한편 computed torque는 시간에 대한 5차 다항식 quintic 함수와 잘 어울리는데, 이는 q, qdot, qdotdot 계산을 위해 그리고 미분 가능한 구간을 위해 5차 다항식이 필요하기 때문입니다. (ROS2 joint trajectory planner와의 조합이 기대되는 부분입니다.)

q_dotdot_des = np.zeros(len(joint_ids))
q_dot_des = np.zeros(len(joint_ids))

위와 같이 목표 관절각속도 q_dotdot_des와 목표 관절각가속도 q_dot_des를 zero로 덮어쓰면 컨트롤러가 목표 궤적이 정지해있다고 인식하는 computed torque setpoint control 문제가 됩니다.

PD controller (for finger)

position actuator 버전에서 mujoco는 내부적으로 P 계열 제어기를 사용하는데 dampratio 설정을 통해 damping 성격의 항도 포함할 수 있습니다. 다만 motor actuator 버전에서는 ctrl이 더 이상 목표 관절각이 아니라 직접 torque 명령이므로, 같은 servo 효과를 코드 레벨에서 재구성할 필요가 있었습니다. 따라서 손가락에는 \(k_p(q_{des}-q)-k_d\dot q\) 형태의 PD torque controller를 사용하여 grasping phase에 따라 gain을 조절할 수 있게 했습니다.

finger_pd_control()은 position actuator가 아닌 motor actuator 손가락에 직접 torque를 넣기 위한 단순 PD 제어기입니다. kinematic mode와 마찬가지로 먼저 각 joint range를 alpha에 대해 보간합니다.

dexjoco demo에서는 이 baseline finger PD 대신 Allegro position actuator에 open/closed pose를 직접 target으로 넣는 방식을 사용했습니다. grasp 안정성을 먼저 확인하기 위해 손 제어를 torque-level까지 내리지 않고, arm의 site tracking과 hand의 position actuator grasp를 분리한 형태입니다.

q_des = (1 - alpha[0]) * thumb_q_open[index] + alpha[0] * thumb_q_closed[index]
q = data.qpos[qpos_id]
qdot = data.qvel[dof_id]

tau = kp * (q_des - q) - kd * qdot

tau = np.clip(tau, -tau_max, tau_max)
if model.actuator_ctrllimited[actuator_id]:
    lo, hi = model.actuator_ctrlrange[actuator_id]
    tau = np.clip(tau, lo, hi)

data.ctrl[actuator_id] = tau

이 함수의 핵심은 손가락을 IK로 풀지 않고 grasp slider alpha를 관절 목표각으로 바꾼 뒤, 현재 관절각/속도 오차로 motor torque를 계산하는 것입니다.

항목 모음.
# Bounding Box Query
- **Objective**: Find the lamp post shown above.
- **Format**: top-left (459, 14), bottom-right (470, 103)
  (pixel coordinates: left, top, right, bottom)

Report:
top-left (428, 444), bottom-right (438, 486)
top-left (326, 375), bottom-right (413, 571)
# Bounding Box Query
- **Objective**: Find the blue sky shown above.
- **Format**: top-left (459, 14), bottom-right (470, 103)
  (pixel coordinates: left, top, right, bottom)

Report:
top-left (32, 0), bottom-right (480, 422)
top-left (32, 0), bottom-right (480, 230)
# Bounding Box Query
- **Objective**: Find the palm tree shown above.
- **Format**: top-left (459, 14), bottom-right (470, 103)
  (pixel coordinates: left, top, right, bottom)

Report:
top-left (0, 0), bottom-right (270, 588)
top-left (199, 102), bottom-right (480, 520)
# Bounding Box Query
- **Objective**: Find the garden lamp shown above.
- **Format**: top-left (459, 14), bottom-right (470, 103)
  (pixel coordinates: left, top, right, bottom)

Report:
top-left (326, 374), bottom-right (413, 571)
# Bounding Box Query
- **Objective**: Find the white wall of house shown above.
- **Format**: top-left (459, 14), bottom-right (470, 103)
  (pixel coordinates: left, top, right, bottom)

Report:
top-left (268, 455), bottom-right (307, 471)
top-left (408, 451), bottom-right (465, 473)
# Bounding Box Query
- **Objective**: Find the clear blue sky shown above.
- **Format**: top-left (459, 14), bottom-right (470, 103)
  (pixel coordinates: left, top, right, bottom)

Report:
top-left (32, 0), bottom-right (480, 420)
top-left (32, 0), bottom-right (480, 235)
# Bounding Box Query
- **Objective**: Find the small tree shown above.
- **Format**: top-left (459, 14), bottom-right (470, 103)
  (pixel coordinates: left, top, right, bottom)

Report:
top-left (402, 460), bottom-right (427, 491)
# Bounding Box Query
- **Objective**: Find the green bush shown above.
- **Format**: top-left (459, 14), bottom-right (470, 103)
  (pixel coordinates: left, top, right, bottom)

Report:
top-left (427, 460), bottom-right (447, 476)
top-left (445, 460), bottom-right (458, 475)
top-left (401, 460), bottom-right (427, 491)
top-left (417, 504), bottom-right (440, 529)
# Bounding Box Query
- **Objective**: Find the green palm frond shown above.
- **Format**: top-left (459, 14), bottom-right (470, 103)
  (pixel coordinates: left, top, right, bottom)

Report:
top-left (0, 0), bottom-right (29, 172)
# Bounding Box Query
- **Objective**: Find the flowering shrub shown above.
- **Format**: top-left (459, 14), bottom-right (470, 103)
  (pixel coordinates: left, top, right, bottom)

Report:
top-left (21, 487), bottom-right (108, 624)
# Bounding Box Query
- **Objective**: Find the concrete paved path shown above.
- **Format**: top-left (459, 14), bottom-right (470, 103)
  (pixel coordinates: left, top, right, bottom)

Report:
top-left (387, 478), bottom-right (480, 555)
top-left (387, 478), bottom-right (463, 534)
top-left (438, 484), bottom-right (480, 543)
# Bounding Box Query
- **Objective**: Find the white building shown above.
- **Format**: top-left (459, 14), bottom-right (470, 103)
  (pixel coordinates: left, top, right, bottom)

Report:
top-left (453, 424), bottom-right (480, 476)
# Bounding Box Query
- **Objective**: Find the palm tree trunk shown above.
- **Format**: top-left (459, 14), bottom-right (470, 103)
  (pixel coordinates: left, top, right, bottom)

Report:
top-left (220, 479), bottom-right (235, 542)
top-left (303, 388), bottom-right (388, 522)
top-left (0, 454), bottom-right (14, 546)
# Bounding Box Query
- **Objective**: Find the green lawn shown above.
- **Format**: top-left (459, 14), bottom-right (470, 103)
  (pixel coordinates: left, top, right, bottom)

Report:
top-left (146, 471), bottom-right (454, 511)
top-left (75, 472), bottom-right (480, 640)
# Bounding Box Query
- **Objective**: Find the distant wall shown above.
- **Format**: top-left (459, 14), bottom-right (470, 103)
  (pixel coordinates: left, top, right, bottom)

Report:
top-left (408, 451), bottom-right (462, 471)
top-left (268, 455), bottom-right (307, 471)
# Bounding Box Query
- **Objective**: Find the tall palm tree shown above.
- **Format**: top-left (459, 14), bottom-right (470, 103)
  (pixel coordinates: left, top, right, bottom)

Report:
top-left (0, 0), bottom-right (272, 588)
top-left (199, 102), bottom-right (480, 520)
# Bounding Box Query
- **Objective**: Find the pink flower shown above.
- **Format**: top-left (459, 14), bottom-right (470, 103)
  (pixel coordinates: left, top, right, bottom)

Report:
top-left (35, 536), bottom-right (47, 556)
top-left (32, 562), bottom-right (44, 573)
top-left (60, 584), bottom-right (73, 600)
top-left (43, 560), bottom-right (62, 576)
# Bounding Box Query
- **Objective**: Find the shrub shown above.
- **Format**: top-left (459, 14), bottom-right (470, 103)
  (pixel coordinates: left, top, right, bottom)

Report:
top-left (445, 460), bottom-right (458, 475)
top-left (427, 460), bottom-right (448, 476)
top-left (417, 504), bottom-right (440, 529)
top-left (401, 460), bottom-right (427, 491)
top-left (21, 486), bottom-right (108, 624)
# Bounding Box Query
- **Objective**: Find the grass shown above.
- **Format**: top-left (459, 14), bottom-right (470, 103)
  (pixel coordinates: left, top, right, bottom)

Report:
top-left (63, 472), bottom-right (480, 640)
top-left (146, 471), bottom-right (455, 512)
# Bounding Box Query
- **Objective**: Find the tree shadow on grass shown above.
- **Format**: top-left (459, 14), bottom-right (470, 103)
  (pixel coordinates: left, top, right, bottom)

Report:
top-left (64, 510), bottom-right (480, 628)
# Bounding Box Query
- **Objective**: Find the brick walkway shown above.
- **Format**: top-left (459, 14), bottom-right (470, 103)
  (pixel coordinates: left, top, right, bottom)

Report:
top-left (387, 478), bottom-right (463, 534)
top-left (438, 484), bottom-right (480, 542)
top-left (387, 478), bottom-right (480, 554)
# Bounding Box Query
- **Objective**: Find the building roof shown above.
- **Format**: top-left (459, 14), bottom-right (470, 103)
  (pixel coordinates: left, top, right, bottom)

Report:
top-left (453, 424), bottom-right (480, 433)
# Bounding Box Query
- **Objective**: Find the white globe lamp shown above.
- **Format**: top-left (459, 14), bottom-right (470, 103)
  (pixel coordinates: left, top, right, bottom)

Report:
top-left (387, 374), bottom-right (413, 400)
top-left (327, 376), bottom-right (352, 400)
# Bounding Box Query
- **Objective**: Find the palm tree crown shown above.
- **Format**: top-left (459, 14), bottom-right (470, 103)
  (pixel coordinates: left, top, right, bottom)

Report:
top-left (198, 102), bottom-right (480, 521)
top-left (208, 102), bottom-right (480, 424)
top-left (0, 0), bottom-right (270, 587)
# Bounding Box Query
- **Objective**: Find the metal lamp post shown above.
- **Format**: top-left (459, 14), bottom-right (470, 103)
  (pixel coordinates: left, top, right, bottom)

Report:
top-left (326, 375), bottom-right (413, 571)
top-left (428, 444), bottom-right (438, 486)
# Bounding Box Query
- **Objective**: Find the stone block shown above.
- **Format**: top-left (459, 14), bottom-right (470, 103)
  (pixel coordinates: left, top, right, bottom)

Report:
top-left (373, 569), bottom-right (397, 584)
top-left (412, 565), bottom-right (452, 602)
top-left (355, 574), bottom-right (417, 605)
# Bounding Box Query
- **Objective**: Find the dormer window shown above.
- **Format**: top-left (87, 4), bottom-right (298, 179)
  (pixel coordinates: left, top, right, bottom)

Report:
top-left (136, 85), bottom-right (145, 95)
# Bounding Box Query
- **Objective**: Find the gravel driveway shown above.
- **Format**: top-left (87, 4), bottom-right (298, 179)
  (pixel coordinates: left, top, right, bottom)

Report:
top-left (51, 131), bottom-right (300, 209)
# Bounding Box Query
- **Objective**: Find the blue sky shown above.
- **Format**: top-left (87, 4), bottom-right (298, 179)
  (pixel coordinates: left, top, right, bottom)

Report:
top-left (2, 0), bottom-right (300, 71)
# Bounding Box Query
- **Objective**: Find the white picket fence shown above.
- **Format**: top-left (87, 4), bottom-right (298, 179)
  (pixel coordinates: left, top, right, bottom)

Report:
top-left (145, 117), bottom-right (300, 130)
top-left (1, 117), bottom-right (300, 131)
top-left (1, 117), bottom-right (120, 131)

작업 요건. 위 computed torque와 PD 제어기에 관한 본문에서 "tau = kp * (q_des" 문구가 들어 있는 곳부터 시작해 "np.clip(tau, lo, hi)" 문구에서 끝나는 구간을 한 글자도 바꾸지 말고 다시 적으세요.

정답.
tau = kp * (q_des - q) - kd * qdot

tau = np.clip(tau, -tau_max, tau_max)
if model.actuator_ctrllimited[actuator_id]:
    lo, hi = model.actuator_ctrlrange[actuator_id]
    tau = np.clip(tau, lo, hi)